▶ _Aufgabe 1_:
Können Sie aus dem Text über Bürgermeister Elsner die Passage abschreiben, die bei den Worten „Nun arbeitet Manfred“ beginnt und nach den Worten „Was war geschehen?“ aufhört?
▶ _Aufgabe 2_:
Wie lautet dieser Satz aus dem Text über Bürgermeister Elsner auf Englisch: „Im vergangenen Oktober wählten sie FDP-Mann Elsner mit über 90 Prozent der Stimmen für weitere sieben Jahre zum Bürgermeister.“?
▶ _Aufgabe 3_:
Können Sie den Text über Bürgermeister Elsner nach seinem letzten Satz weiterführen?

═══ Dokument ═══

Nun arbeitet Manfred Elsner schon 23 Jahre daran, die binnen weniger Jahre verloren gegangenen über 6.000 Arbeitsplätzen wenigstens teilweise zu ersetzen. Wo das nicht möglich ist, will er den Verlust wenigstens verkraftbar machen. Eine nahezu unlösbare Aufgabe. Aber in jüngster Zeit geschah doch Bemerkenswertes.

Der Bürgermeister selbst meint dazu halb untertreibend, halb zurückhaltend: „Wir können nicht unzufrieden sein.“ Und die Neustädter scheinen diese Position durchaus zu teilen. Im vergangenen Oktober wählten sie FDP-Mann Elsner mit über 90 Prozent der Stimmen für weitere sieben Jahre zum Bürgermeister. Das spricht für sich, auch wenn nicht einmal jeder Zweite zur Wahl ging. Was war geschehen?

Auf das Gold in den Gesteinen des nahen Hohwaldes konnte Elsner nicht setzen. Freiberger Bergleute hatten es entdeckt und Nuwenstadt gegründet, das 1333 erstmals urkundlich erwähnt wurde. Zwar spürte vor Jahren ein Geologe feinste Teilchen des Edelmetalls in rund 40 Flüssen und Bächlein im Gebiet zwischen Lausitzer Bergland und Elbsandsteingebirge auf, aber nutzen kann man diese Edelmetallspuren nicht. Elsner und seine Mannschaft im Rathaus wählten eine andere Strategie. Sie wollen besser sein als andere Kommunen, bieten vor allem mehr Beratung und Service für Investoren und andere Interessenten. Und sie handeln schneller als andere. Geht nicht, gibt’s nicht!

═══ Datensatzauszüge ═══

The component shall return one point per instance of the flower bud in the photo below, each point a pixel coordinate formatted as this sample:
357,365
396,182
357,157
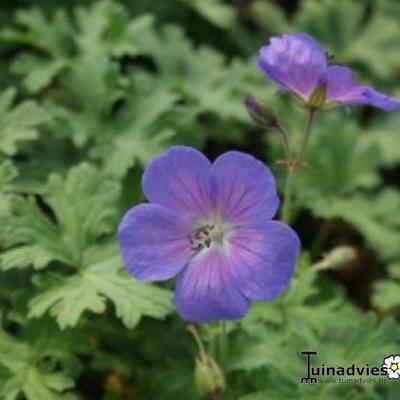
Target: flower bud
209,377
318,98
260,112
338,257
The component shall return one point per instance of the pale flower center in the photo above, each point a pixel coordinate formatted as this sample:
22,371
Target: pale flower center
205,233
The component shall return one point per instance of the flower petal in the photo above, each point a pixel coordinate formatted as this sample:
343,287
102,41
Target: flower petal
295,62
154,242
389,360
263,259
205,292
342,88
380,100
244,189
179,179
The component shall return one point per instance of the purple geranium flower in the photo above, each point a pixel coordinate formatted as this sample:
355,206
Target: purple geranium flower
298,64
211,225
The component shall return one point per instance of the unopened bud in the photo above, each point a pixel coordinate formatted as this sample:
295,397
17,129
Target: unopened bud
337,258
260,112
318,98
209,377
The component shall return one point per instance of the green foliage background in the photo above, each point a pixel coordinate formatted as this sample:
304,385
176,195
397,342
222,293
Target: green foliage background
90,91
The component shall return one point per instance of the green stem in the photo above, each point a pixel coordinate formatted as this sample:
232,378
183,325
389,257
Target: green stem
293,166
223,343
192,329
287,195
285,140
306,135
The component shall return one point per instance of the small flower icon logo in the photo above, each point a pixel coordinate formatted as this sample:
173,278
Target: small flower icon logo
392,365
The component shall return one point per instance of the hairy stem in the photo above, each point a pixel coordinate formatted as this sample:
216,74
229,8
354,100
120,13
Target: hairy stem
293,165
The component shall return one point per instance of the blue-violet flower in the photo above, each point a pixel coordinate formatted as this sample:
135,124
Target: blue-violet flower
298,64
211,225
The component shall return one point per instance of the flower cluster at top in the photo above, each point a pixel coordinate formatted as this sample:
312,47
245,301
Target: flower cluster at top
298,64
210,224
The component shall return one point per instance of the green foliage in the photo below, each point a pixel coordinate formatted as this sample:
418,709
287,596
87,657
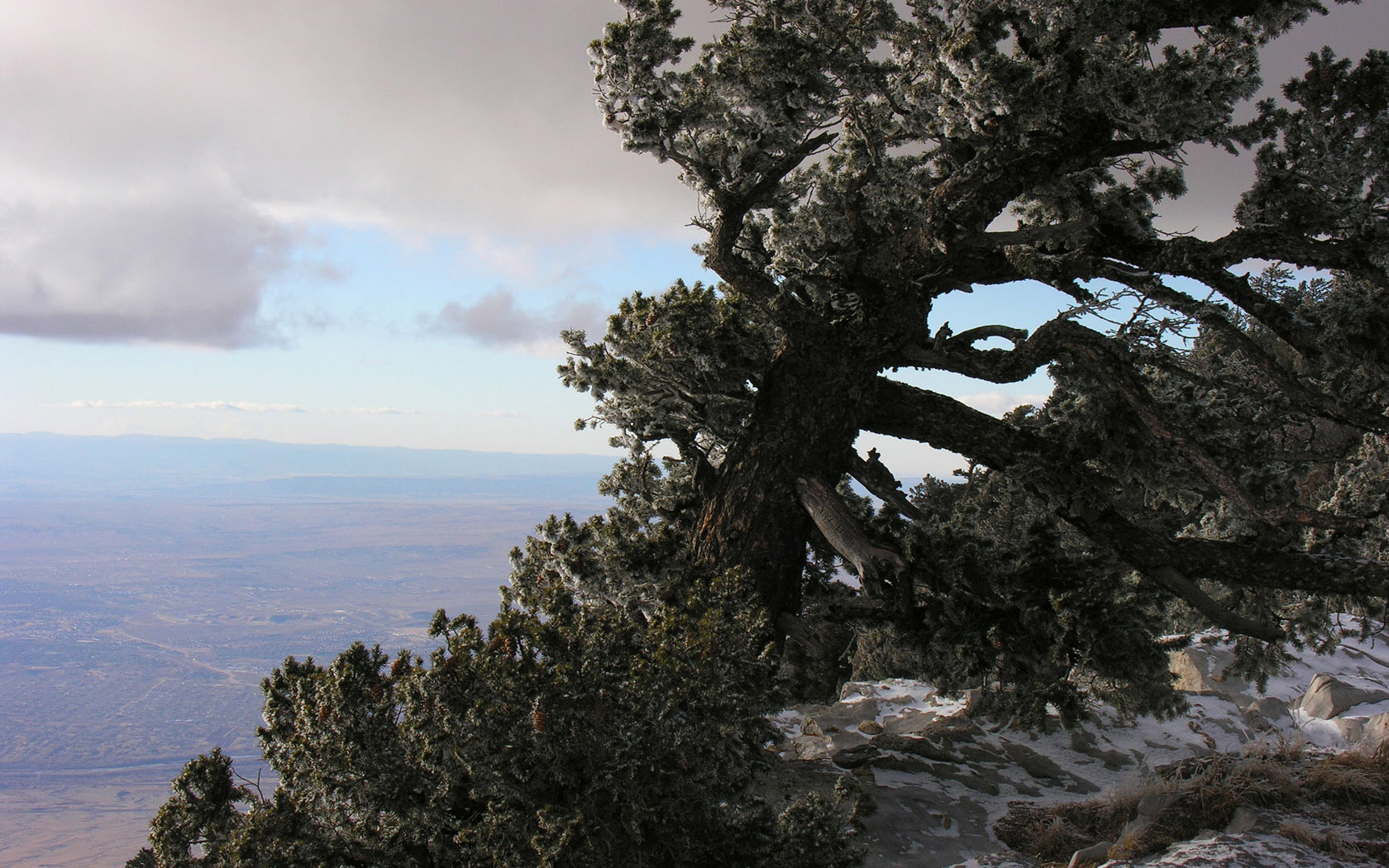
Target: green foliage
567,735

═══

▶ _Antwort 1_:
Nun arbeitet Manfred Elsner schon 23 Jahre daran, die binnen weniger Jahre verloren gegangenen über 6.000 Arbeitsplätzen wenigstens teilweise zu ersetzen. Wo das nicht möglich ist, will er den Verlust wenigstens verkraftbar machen. Eine nahezu unlösbare Aufgabe. Aber in jüngster Zeit geschah doch Bemerkenswertes.

Der Bürgermeister selbst meint dazu halb untertreibend, halb zurückhaltend: „Wir können nicht unzufrieden sein.“ Und die Neustädter scheinen diese Position durchaus zu teilen. Im vergangenen Oktober wählten sie FDP-Mann Elsner mit über 90 Prozent der Stimmen für weitere sieben Jahre zum Bürgermeister. Das spricht für sich, auch wenn nicht einmal jeder Zweite zur Wahl ging. Was war geschehen?

▶ _Antwort 2_:
Last October, they elected FDP man Elsner mayor for another seven years with more than 90 percent of the vote.

▶ _Antwort 3_:
So lief das auch im Januar 2010, als die Veritas AG der Stadt einen Plan vorlegte. Das weltweit operierende Familienunternehmen aus Hessen, Zulieferer für die Autobranche, hatte kurz zuvor das Ostsächsische Gummiwerk im Neustädter Ortsteil Polenz übernommen und dachte an eine Erweiterung. Die Firma forderte zweierlei: eine große Fläche und ein Wahnsinnstempo. Die Veritas-Leute sagten: Wir investieren nur, wenn Neustadt garantiert, dass ab August 2010 gebaut werden und im Mai 2011 die Produktion anlaufen kann.

Die Stadt sagte das zu, obwohl auf der vorgesehenen Fläche noch die Ruinen des Dachziegelwerkes auf ihren Abriss warteten. Das Risiko war groß, aber Neustadt hielt Wort. Schon im April 2011 nahmen die ersten Spritzgießautomaten die Arbeit auf. „Die Kommune hat da wirklich Tolles geleistet“, sagt Stephan Fuß heute, der Werkleiter der Veritas Sachsen GmbH. Die Firma musste so sehr aufs Tempo drücken, weil in Neustadt Baugruppen für neue Autoreihen hergestellt werden. „Da haben wir besonders wenig Zeit.“ Inzwischen stehen vier Hallen, 140 Leute arbeiten dort, Tendenz stark steigend. Veritas hat sich im Gewerbegebiet bereits das Vorkaufsrecht für eine weitere Fläche gesichert.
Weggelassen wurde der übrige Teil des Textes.